• _Material to process_
****************************************

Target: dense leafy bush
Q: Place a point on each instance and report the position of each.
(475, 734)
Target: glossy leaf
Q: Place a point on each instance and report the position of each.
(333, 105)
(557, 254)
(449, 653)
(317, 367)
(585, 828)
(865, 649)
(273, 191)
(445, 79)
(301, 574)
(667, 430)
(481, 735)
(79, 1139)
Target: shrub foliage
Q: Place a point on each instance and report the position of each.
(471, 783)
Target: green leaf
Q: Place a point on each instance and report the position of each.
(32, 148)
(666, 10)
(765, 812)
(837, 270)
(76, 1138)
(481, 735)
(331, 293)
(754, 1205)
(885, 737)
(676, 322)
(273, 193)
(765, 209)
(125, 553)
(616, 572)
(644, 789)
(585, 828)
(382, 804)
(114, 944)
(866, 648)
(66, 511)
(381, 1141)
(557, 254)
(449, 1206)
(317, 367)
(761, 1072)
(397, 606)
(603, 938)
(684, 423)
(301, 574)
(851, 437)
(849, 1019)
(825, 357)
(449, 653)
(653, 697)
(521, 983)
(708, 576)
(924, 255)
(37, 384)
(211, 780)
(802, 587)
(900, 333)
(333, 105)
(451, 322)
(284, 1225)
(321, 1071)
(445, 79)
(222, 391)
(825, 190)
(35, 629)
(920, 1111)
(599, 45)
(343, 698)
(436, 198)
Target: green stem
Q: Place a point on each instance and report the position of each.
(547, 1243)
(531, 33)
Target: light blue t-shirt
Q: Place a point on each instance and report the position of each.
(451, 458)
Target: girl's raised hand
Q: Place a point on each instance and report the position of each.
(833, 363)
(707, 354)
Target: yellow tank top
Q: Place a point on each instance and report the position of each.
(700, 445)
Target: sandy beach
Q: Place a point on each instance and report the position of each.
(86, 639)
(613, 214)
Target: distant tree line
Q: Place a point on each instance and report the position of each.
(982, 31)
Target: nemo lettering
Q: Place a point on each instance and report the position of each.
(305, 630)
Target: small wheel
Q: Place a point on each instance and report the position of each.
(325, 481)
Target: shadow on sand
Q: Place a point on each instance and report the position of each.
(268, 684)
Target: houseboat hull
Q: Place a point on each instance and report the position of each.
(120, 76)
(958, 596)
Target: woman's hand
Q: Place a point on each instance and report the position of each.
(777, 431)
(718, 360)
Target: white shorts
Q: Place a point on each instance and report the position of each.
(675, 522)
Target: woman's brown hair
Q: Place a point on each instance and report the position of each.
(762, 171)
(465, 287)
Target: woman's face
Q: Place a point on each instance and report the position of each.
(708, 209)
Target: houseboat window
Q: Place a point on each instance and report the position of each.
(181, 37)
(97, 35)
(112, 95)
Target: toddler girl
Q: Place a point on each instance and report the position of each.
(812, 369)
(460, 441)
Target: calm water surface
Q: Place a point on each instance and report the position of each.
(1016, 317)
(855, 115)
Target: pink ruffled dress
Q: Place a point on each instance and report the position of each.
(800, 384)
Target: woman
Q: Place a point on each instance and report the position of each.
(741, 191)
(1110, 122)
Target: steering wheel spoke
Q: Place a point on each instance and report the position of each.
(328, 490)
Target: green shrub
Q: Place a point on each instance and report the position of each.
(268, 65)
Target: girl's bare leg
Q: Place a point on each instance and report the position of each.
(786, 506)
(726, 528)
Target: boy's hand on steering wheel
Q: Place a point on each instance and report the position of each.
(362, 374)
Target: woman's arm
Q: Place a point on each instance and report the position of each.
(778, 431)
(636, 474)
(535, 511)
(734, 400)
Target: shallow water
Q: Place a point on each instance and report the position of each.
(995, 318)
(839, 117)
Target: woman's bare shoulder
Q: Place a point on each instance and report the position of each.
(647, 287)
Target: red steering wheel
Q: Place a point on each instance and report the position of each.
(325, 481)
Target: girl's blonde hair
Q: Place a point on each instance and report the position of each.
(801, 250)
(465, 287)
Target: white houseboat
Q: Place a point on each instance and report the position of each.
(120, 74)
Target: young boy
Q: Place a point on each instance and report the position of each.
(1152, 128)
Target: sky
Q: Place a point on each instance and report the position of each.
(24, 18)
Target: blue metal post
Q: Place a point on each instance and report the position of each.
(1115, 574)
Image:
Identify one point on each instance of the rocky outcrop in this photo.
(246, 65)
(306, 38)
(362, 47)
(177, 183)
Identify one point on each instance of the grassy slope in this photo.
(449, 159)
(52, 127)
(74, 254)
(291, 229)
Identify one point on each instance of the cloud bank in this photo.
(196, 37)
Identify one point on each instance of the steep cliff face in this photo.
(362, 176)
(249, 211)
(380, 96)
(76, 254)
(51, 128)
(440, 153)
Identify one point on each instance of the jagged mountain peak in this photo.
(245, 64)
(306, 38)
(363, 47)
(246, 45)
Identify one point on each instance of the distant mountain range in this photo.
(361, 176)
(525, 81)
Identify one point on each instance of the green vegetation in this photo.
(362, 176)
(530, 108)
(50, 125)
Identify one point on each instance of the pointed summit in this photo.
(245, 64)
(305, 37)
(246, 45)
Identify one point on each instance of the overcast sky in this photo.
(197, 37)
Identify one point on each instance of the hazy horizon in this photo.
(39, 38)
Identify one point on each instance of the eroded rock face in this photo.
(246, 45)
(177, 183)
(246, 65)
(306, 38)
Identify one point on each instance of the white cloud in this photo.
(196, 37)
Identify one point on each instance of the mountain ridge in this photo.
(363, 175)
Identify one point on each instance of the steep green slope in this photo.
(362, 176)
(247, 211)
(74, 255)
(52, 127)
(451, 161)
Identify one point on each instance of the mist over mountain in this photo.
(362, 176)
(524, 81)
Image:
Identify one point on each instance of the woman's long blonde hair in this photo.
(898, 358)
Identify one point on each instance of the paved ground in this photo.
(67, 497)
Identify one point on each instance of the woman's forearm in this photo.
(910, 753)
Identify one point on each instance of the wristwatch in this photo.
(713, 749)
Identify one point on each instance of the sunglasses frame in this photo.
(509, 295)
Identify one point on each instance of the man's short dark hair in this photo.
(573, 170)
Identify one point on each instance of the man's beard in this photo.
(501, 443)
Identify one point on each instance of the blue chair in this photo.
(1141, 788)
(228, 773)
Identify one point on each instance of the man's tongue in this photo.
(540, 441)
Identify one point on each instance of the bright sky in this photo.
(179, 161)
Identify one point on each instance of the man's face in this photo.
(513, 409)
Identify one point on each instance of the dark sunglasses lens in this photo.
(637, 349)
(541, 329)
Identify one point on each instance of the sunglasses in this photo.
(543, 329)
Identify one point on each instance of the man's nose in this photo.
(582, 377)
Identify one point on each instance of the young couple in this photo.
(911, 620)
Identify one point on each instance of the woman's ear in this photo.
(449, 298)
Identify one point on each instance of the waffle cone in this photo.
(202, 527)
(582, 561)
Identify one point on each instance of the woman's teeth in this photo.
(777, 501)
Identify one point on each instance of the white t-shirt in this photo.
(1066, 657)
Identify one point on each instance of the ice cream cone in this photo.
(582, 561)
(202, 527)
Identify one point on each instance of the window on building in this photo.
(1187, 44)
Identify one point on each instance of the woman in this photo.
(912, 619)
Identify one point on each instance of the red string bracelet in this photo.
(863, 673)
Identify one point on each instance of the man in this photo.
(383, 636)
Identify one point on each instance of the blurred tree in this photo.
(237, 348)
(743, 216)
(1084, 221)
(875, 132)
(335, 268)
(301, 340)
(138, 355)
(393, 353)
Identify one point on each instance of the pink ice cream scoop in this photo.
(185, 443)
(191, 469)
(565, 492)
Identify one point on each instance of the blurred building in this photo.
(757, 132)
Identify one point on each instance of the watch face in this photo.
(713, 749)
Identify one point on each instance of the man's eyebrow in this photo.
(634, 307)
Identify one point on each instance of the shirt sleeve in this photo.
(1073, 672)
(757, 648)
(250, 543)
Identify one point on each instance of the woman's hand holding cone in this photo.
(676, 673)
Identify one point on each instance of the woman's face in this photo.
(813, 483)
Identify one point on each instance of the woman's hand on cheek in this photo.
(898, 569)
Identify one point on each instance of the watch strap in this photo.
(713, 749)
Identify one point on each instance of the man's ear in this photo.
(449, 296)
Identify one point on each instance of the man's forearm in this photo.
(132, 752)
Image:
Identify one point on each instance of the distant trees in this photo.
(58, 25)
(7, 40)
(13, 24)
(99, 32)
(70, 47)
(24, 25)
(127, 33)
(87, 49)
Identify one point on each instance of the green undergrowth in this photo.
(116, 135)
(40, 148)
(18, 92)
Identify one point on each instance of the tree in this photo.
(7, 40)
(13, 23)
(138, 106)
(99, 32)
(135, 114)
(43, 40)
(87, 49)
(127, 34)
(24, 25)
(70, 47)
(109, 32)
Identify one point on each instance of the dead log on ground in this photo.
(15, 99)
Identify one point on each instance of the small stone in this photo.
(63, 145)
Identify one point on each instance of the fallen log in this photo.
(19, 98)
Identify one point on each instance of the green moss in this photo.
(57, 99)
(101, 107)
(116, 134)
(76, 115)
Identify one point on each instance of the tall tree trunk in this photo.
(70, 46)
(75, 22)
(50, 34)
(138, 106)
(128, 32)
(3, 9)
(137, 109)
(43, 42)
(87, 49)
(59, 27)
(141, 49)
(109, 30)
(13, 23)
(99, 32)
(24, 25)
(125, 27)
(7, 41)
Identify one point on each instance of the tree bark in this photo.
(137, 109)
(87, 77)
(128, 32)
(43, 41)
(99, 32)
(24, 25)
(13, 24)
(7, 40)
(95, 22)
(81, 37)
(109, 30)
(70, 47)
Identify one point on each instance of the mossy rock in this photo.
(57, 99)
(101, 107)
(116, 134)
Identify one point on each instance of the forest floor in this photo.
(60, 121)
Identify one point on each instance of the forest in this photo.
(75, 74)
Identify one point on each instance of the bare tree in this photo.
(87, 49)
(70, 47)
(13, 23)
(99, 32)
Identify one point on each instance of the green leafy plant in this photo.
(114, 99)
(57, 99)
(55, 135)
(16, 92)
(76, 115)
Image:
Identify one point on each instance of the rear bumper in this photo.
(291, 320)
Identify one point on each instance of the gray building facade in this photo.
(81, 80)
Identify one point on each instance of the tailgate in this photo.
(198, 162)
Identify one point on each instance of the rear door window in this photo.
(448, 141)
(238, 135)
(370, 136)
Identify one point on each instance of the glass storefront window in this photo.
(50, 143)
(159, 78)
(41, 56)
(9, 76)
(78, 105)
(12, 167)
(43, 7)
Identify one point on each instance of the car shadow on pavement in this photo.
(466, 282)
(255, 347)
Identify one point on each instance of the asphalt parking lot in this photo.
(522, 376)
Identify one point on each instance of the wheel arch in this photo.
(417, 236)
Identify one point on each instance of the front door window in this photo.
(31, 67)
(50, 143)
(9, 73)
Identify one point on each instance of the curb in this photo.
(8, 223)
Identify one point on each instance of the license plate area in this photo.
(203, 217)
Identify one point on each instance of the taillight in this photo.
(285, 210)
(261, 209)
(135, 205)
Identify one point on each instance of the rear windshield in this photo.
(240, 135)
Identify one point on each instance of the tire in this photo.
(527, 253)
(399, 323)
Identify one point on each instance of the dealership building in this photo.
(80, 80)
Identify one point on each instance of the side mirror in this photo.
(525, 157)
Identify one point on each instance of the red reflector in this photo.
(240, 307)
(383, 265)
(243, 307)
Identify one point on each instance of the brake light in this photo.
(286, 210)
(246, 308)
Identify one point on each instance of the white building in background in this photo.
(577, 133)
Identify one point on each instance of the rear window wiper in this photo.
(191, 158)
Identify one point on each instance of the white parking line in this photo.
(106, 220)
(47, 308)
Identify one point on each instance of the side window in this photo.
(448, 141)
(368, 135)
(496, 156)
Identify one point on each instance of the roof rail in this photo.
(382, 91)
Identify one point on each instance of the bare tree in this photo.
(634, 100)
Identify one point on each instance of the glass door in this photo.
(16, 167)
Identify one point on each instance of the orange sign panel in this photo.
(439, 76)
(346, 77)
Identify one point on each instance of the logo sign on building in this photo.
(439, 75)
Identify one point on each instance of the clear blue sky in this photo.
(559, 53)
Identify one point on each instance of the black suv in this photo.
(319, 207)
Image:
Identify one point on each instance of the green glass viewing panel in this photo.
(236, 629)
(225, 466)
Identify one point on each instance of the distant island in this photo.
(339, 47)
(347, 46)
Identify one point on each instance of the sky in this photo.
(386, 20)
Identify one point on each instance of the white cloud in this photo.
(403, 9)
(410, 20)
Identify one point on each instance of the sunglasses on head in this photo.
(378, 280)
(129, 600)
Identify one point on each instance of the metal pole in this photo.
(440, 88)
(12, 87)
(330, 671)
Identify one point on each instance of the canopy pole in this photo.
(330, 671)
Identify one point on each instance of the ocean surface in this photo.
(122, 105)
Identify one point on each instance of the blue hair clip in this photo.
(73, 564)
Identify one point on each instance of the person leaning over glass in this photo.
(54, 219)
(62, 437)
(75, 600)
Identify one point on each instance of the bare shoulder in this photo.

****************************************

• _Exercise requirements_
Repeat, without changes, every line from the one that contains "Identify one point on each instance of the side mirror" through the final line of the data.

• _Exercise result_
Identify one point on each instance of the side mirror in this photo.
(525, 157)
Identify one point on each instance of the red reflector in this photo.
(240, 307)
(383, 265)
(243, 307)
Identify one point on each instance of the brake light in this photo.
(286, 210)
(246, 308)
Identify one point on each instance of the white building in background in this photo.
(577, 133)
Identify one point on each instance of the rear window wiper in this photo.
(191, 158)
Identify one point on each instance of the white parking line in this photo.
(106, 220)
(47, 308)
Identify one point on each instance of the side window in this photo.
(448, 141)
(368, 135)
(496, 156)
Identify one point on each instance of the roof rail in this photo.
(382, 91)
Identify one point on each instance of the bare tree in this photo.
(634, 100)
Identify one point on each instance of the glass door in this photo.
(16, 167)
Identify one point on each instance of the orange sign panel in this photo.
(439, 76)
(346, 77)
Identify one point on each instance of the logo sign on building in this photo.
(439, 75)
Identify one point on each instance of the clear blue sky in this photo.
(559, 53)
Identify one point on each instance of the black suv in this photo.
(319, 207)
Image:
Identify one point on each instance of the green glass viewing panel in this photo.
(236, 629)
(225, 466)
Identify one point on each instance of the distant island in this photo.
(339, 47)
(347, 46)
Identify one point on each instance of the sky in this photo.
(386, 20)
Identify one point on each instance of the white cloud in this photo.
(403, 9)
(410, 20)
Identify one point on each instance of the sunglasses on head in this photo.
(378, 280)
(129, 600)
Identify one point on each instance of the metal pole in this photo.
(440, 88)
(12, 87)
(330, 671)
Identify one point on each instance of the canopy pole in this photo.
(330, 671)
Identify one point on each instance of the ocean surface in this photo.
(122, 105)
Identify one point on each instance of the blue hair clip in this photo.
(73, 564)
Identify one point on each instance of the person leaning over glass in this photo.
(54, 219)
(62, 437)
(75, 600)
Identify one point on each instance of the bare shoulder in this photo.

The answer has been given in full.